Extrait du texte ->
----------------

La commission mixte paritaire a ensuite procédé à l'examen des dispositions restant en discussion de la proposition de loi relative à la mise en oeuvre du transfert des compétences eau et assainissement aux communautés de communes et aux communautés d'agglomération.

Mme Yaël Braun-Pivet, députée, présidente. - Nous voici réunis conformément au deuxième alinéa de l'article 45 de la Constitution en commission mixte paritaire afin d'examiner si un accord peut être trouvé sur les dispositions restant en discussion de la proposition de loi relative au transfert des compétences eau et assainissement. Ce texte, je le rappelle, a été présenté par MM. Richard Ferrand et Marc Fesneau, présidents des groupes La République en Marche et Mouvement démocrate et apparentés de l'Assemblée nationale.

Je cède la parole successivement à M. François Bonhomme, rapporteur pour le Sénat, et à Mme Émilie Chalas, rapporteure pour l'Assemblée nationale.

M. François Bonhomme, sénateur, rapporteur pour le Sénat. - Lors de l'examen, le 17 avril dernier, de la proposition de loi aujourd'hui soumise à la commission mixte paritaire, le Sénat a inséré des dispositions issues de la proposition de loi pour le maintien des compétences « eau » et « assainissement » dans les compétences optionnelles des communautés de communes et des communautés d'agglomération, qu'il avait unanimement adoptée le 23 février 2017. En effet, les sénateurs estiment que ces dispositions sont davantage conformes au principe de subsidiarité et à la sauvegarde des libertés locales, et considèrent qu'elles répondent aux difficultés de mise en oeuvre du transfert de compétence obligatoire prévu par la loi du 7 août 2015 portant nouvelle organisation territoriale de la République (NOTRE).

Après avoir échangé avec mon homologue députée sur cette commission mixte paritaire, j'ai conscience que les positions de nos assemblées respectives sont particulièrement éloignées sur la question qui nous réunit. C'est pourquoi j'aborde nos échanges avec un espoir relatif.

Je me bornerai à mettre en garde sur les deux difficultés que nous voyons se présenter à brève échéance. L'introduction dans le bloc « assainissement » de la compétence « eaux pluviales » posera problème, dans les prochains mois, aux communautés de communes qui ont anticipé le changement de cadre légal. Quant aux communautés d'agglomération, elles risquent de devoir exercer ces compétences à titre obligatoire alors même qu'elles se trouvent parfois en territoire rural. Il faut tenir compte des singularités de nos territoires !

----------------

Consigne ->
Prolongez, s'il vous plaît, le compte rendu de la commission mixte paritaire sur l'eau et l'assainissement en reprenant juste après sa dernière phrase. Les lignes suivantes proviennent d'une autre source que le compte rendu.

Données enregistrées ->
----------------

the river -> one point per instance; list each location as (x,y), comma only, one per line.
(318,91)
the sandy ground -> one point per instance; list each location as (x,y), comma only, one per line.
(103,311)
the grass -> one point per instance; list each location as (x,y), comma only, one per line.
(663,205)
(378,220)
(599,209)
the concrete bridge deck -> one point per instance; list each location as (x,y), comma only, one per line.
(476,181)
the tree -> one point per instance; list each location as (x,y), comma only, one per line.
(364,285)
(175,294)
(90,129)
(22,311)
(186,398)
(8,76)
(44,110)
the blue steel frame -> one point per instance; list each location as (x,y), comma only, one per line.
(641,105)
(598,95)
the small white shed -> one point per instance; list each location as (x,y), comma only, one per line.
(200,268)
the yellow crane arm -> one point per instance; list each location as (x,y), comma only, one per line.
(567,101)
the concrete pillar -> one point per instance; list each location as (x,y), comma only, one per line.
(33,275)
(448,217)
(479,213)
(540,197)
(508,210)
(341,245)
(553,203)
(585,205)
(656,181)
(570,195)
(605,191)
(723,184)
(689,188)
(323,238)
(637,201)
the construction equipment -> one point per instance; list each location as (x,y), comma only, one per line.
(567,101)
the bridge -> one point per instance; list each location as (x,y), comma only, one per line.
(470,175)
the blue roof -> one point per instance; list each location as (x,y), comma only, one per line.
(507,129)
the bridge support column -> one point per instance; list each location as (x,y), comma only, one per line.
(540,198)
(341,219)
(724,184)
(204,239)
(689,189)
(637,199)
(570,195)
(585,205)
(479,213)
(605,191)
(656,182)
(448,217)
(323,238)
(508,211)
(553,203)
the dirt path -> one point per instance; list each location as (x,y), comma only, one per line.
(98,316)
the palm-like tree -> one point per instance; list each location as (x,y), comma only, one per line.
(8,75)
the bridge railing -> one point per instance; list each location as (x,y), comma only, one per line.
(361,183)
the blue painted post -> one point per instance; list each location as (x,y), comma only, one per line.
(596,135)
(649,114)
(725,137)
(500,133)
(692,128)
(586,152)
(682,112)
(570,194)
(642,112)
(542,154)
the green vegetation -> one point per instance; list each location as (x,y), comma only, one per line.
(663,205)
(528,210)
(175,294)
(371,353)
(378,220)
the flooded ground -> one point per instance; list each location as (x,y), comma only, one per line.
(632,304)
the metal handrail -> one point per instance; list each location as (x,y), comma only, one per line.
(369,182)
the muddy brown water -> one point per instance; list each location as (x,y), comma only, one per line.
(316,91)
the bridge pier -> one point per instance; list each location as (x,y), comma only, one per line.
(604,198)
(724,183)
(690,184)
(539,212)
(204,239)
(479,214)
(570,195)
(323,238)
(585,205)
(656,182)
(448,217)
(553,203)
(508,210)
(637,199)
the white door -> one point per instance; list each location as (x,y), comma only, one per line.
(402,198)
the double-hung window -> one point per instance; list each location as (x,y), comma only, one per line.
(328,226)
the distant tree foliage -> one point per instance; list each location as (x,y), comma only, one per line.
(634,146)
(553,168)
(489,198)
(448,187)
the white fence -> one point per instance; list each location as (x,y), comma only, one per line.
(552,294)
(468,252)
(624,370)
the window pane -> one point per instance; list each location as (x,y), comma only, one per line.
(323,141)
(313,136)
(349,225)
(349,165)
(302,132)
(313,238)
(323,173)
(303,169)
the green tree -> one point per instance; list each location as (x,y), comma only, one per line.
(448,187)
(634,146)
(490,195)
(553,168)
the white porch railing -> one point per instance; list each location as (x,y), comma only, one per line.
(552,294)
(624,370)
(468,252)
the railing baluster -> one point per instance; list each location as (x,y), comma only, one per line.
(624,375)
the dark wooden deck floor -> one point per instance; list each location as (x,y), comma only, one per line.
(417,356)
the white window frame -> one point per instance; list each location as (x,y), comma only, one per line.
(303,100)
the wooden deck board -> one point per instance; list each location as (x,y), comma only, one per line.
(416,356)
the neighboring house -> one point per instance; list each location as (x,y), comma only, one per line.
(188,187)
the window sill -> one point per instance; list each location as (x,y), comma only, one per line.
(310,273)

----------------

Résultat de l'exercice ->
Mme Émilie Chalas, députée, rapporteure pour l'Assemblée nationale. - Cette commission mixte paritaire est chargée d'examiner deux versions difficilement conciliables d'un texte sur un sujet que nos deux assemblées ont pourtant abordé à plusieurs reprises au cours de l'année écoulée et pour lequel un groupe de travail réunissant des députés et des sénateurs de toutes les sensibilités avait été réuni auprès de la ministre Jacqueline Gourault afin d'élaborer une solution de compromis acceptable.

Si nous ne parvenons pas à adopter un texte commun aujourd'hui, ces travaux auront au moins permis de dresser un état des lieux approfondi de la situation à laquelle sont confrontés nos territoires.

Que constatons-nous ? En premier lieu, la gestion actuelle de l'eau potable et de l'assainissement souffre d'un déficit chronique d'investissement et représente pour les territoires une charge croissante du fait de la raréfaction de la ressource et de pollutions toujours plus difficiles à traiter. Les défis de la politique de l'eau sont devant nous. Or la question des compétences techniques et du financement des ouvrages ne manquera pas de se poser : elle justifie selon nous d'encourager la coopération intercommunale.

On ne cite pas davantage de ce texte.